**Source document**
# # #

King Fahd University of Petroleum & Minerals
College of Computer Sciences and Engineering
Computer Engineering Department
COE 501 Computer Architecture
Course Syllabus
- Instructor: Professor Mayez Al-Mouhamed (Email: mayez@ccse.kfupm.sa.edu)
- Office: Room 22-400-3 (Tel. 2934) and Lab 22-339 (Tel. 3536).
- Office hours: S.M.W from 9-10 am, U.T. from 10-11 am, and by appointment.
- Text Book and references:
- Computer architecture: a quantitative approach, Hennessy and
Patterson, Third edition, Morgan Kaufnam Publishers, Inc.
- Selected
papers from IEEE T.C., IEEE T.P.D.S., etc. in addition to the following books:
- D.E. Culler and J.P. Singh, Parallel Computer Architecture: A
Hardware/Software Approach, Morgan Kaufmann Publishers Inc., San
Francisco, CA, 1999, ISBN 1-55860-343-3.
- Computer Architecture and Parallel Processing, K. Hwang and F.
Briggs, Mc-Graw-Hill.
- Readings in Computer Architecture, Mark Hill (Editor), Norman Jouppi
(Editor), Gurindar Sohi (Editor), Morgan Kaufmann Publishing Co.,
Menlo Park, CA. 1999
- Computer Organization and Design: The Hardware / Software
Interface", Patterson and Hennessy, Morgan-Kaufmann, 1998.

# # #

**Stated goal A**
In the entries, copy out the stretch that opens with the line containing "the stone pedestal." and closes with the line containing "x=483, y=320", keeping both of those lines.
The entries below have no connection to the course syllabus.

# # #

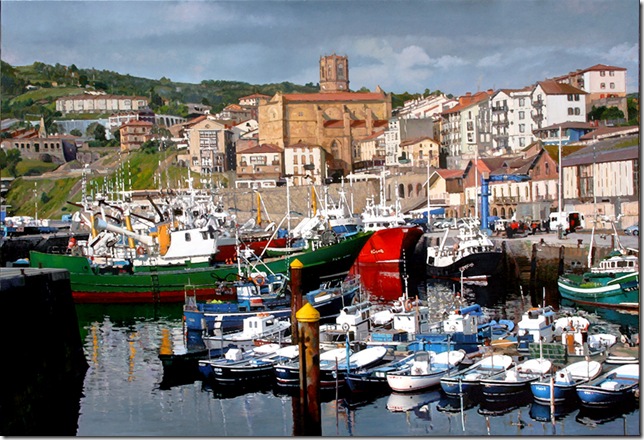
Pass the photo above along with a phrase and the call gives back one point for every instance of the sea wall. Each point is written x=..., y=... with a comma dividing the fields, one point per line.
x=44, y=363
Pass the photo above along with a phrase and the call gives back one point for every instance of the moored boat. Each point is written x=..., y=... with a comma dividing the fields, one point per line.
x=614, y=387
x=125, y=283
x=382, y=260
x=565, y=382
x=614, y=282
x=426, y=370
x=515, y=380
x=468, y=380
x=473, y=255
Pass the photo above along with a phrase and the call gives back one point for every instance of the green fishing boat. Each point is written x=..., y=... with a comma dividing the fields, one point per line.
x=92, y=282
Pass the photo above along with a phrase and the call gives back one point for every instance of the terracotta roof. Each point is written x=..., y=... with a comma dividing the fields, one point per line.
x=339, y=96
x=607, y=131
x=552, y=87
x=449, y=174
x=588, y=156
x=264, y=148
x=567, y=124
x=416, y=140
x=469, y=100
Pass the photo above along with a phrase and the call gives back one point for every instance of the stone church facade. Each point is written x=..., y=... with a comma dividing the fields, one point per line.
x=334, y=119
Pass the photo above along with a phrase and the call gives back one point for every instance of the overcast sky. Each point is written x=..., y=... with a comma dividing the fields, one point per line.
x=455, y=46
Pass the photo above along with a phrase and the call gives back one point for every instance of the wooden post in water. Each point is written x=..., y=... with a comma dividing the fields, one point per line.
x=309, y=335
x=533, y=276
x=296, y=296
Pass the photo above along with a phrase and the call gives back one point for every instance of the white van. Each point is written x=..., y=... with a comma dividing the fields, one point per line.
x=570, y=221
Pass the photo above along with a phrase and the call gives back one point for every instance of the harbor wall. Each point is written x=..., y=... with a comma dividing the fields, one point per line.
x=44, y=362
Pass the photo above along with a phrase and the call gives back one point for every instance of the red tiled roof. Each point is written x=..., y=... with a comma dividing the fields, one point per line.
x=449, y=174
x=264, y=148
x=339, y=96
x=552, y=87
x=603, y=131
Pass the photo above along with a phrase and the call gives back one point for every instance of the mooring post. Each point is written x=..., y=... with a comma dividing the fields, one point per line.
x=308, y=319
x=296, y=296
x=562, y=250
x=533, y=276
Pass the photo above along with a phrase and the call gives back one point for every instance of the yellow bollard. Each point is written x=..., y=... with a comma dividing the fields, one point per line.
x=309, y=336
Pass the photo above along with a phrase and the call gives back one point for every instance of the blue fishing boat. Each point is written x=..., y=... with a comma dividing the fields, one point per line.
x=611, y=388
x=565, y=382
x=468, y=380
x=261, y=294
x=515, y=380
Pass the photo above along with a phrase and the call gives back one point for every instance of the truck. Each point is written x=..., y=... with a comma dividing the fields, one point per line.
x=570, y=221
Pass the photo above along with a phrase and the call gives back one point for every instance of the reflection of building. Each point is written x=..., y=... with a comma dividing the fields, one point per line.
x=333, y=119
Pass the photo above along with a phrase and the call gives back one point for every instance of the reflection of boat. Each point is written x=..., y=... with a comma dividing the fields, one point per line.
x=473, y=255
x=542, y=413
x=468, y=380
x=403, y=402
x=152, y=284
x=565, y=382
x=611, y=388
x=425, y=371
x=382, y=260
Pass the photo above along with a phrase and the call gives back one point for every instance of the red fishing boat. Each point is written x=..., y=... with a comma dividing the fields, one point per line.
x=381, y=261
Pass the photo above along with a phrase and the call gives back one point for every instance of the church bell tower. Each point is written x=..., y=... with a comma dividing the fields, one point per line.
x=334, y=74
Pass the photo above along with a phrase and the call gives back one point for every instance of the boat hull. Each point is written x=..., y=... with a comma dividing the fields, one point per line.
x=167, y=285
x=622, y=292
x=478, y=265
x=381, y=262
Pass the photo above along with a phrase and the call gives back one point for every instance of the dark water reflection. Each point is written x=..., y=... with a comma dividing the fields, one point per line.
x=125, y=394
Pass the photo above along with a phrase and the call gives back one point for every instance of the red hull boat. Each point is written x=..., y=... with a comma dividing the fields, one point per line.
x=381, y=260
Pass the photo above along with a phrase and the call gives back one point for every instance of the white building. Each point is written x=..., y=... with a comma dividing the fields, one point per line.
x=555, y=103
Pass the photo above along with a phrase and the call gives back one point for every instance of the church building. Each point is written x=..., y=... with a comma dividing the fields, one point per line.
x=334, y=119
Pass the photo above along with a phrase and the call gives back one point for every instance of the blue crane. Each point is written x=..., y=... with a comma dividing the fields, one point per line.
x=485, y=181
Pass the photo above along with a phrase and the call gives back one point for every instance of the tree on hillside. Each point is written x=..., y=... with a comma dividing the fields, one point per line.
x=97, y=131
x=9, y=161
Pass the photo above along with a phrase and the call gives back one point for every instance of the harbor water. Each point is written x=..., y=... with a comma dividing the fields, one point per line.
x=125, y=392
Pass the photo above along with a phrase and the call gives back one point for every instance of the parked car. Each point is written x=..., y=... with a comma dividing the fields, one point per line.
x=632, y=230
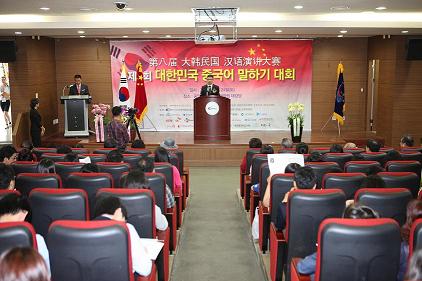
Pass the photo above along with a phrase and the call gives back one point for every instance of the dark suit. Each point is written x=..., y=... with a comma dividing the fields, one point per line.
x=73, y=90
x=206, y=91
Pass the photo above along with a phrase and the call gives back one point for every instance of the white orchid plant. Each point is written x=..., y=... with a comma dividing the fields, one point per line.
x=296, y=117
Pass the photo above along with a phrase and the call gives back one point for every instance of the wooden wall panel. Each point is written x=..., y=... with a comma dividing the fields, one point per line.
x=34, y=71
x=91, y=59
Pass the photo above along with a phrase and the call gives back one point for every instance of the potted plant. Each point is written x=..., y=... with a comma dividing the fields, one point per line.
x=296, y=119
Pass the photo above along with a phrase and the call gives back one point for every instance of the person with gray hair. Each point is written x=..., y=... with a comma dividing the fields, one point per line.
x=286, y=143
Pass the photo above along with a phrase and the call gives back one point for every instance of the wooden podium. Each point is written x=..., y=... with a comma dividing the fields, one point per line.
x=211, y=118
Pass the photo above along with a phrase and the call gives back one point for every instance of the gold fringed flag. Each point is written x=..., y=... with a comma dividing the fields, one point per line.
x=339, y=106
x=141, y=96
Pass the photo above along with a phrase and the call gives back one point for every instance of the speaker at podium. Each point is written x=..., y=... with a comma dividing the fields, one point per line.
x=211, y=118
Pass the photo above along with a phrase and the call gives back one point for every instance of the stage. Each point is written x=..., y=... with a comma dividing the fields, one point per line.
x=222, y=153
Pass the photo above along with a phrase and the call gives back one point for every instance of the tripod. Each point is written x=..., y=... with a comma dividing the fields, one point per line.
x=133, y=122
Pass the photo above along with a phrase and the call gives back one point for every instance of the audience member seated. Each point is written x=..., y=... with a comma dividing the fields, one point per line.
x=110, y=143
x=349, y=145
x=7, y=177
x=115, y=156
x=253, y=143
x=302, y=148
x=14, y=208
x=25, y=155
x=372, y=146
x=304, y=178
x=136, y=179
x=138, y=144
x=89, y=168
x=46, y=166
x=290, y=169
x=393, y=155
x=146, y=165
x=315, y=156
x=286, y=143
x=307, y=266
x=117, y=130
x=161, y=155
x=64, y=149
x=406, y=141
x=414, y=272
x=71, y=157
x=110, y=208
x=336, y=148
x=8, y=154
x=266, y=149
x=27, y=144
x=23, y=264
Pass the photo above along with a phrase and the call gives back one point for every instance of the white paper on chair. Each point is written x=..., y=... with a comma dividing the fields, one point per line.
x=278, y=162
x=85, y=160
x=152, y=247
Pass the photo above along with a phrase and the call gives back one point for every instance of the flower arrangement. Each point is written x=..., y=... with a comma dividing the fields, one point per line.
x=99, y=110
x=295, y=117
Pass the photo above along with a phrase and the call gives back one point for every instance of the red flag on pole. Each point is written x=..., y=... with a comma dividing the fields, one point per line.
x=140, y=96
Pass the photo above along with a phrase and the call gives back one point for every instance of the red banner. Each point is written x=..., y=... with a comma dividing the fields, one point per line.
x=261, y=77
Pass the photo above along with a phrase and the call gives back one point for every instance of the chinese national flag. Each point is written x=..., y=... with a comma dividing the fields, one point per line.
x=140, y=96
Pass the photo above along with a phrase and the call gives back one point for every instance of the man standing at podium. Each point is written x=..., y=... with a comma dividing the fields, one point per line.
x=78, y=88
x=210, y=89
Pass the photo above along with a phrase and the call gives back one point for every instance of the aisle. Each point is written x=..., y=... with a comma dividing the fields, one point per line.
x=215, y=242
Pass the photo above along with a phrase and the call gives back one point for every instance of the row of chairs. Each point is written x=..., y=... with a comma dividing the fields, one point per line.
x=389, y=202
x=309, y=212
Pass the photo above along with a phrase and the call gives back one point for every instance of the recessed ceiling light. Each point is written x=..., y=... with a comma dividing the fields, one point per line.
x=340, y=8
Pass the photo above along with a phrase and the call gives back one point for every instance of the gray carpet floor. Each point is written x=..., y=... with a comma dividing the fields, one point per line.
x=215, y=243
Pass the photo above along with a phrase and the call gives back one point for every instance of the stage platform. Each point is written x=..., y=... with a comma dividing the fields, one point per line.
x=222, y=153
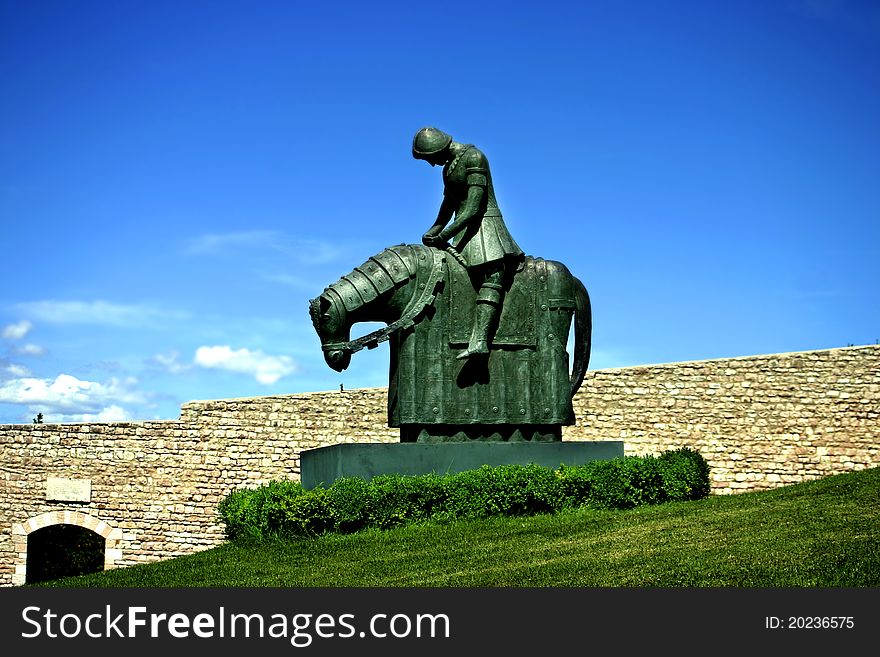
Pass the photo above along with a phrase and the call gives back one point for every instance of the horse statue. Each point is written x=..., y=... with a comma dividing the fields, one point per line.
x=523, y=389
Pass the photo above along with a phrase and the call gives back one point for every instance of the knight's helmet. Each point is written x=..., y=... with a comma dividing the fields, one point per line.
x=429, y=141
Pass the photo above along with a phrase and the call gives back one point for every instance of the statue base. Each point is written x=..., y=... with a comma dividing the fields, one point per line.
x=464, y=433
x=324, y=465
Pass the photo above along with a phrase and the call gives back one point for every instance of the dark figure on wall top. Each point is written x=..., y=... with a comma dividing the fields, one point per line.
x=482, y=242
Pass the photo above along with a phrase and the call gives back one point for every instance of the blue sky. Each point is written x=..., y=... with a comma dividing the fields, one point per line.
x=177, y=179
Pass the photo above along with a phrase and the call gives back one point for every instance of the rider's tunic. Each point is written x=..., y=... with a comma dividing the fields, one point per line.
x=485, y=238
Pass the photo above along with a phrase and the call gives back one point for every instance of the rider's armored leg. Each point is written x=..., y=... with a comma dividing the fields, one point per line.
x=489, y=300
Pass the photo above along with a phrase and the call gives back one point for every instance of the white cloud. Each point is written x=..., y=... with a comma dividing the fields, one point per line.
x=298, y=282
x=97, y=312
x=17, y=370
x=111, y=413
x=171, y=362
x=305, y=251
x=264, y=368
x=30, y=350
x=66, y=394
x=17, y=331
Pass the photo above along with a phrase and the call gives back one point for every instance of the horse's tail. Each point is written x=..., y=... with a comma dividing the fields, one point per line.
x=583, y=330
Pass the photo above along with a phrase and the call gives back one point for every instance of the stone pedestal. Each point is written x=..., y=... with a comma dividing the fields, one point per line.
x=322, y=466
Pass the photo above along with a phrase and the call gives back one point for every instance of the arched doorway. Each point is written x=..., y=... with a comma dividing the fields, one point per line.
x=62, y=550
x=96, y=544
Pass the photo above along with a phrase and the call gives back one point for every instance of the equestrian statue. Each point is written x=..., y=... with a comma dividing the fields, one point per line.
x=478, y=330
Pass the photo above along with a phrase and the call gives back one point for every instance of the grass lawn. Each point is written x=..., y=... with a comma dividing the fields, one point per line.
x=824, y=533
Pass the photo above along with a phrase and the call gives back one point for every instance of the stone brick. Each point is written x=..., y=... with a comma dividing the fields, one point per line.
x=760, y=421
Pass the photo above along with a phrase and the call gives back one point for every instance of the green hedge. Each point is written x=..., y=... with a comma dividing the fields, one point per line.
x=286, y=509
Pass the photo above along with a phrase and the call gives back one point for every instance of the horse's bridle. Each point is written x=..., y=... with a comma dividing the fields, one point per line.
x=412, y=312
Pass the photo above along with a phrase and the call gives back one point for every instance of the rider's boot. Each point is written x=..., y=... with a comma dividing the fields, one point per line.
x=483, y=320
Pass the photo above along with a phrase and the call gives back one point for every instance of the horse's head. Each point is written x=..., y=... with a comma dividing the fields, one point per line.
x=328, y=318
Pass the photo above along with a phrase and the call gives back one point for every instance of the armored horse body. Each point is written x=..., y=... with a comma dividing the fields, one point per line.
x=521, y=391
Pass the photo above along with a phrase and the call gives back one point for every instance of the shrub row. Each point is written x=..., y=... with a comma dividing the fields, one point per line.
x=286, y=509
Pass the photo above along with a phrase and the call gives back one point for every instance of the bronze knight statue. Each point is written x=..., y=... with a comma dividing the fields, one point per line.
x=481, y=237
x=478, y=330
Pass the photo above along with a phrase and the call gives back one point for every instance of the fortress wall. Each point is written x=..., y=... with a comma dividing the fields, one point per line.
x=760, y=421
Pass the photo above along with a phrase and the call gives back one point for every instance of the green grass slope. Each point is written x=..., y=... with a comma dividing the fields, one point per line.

# # #

**Stated goal B**
Extend the COE 501 course syllabus past its final line.

**Task answer A**
Pass the photo above along with a phrase and the call gives back one point for every instance of the stone pedestal. Each point is written x=..., y=... with a comma dividing the fields, one point per line.
x=322, y=466
Pass the photo above along with a phrase and the call gives back one point for every instance of the arched doorway. Each point is written x=..., y=... with a comma dividing the fields, one point per line.
x=62, y=550
x=96, y=544
Pass the photo above along with a phrase and the call gives back one point for every instance of the equestrian statue. Each point is written x=..., y=... with a comma dividing the fields, one point per line.
x=478, y=330
Pass the photo above along with a phrase and the call gives back one point for every instance of the grass lawn. Each point is written x=..., y=... with a comma dividing the fields, one point per line.
x=824, y=533
Pass the photo above along with a phrase and the call gives back one point for every instance of the stone brick. Each point is written x=..., y=... with a comma dividing the fields, one point per line.
x=760, y=421
Pass the photo above along with a phrase and the call gives back one point for every instance of the green hedge. Each point is written x=..., y=... with a comma dividing the fields, one point per line.
x=286, y=509
Pass the photo above along with a phrase and the call gives back one point for every instance of the horse's bridle. Each point is written x=..., y=... with a comma dividing the fields, one point per line.
x=412, y=312
Pass the photo above along with a phrase and the call gives back one point for every instance of the rider's boot. Each point is written x=..., y=... with a comma dividing the fields, one point per line.
x=483, y=320

**Task answer B**
- M.J. Quinn, Parallel Programming in C with MPI and OpenMP,
McGraw-Hill, New York, NY, 2004, ISBN 0-07-282256-2.
- P.S. Pacheco, Parallel Programming with MPI, Morgan Kaufmann
Publishers Inc., San Francisco, CA, 1997, ISBN 1-55860-339-5.
- J.M. May, Parallel I/O for High Performance Computing, Morgan
Kaufmann Publishers Inc., San Francisco, CA, 2001, ISBN
1-55860-664-5.
- K. Hwang and Z. Xu, Scalable Parallel Computing: Technology,
Architecture, Programming, McGraw-Hill, 1998, ISBN 0070317984.
- A.E. Koniges (ed), Industrial Strength Parallel Computing, Morgan
Kaufmann Publishers Inc., San Francisco, CA, 2000, ISBN
1-55860-540-1.
- G.R. Andrews, Multithreaded, Parallel, and Distributed
Programming,Addison-Wesley, Reading, Mass., 2000, ISBN
0-201-35752-6.
- G.F. Pfister, In Search of Clusters, 2nd Edition, PTR Prentice-Hall,
Upper Saddle River, NJ, 1998, ISBN 0-13-899709-8.
- Kai Hwang, Advanced Computer Architecture - Parallelism,
Scalability, Programmability, McGraw-Hill, New York, NY, 1993, ISBN
0-07-031622-8.
- Grading Policy:
Exam 1: 20/100 (April 5, 2009) , Exam 2:
20/100 (May 24, 2009), Course project:
20/100, Homework: 10/100, and Final Exam: 30/100 (scheduled by
the registrar).
- Attendance: attendance is required by all students.
Excuse for official authorized must be presented to the instructor
no later than one week following the absence.
Unexcused absences lead to a ``DEN'' grade.
Course Description:
Classification of computer systems, architectural developments,
computer performance. Linear and nonlinear pipeline design, instruction
and arithmetic pipeline, superscalar. Memory hierarchy, cache and virtual
memories, cache coherence, memory system performance.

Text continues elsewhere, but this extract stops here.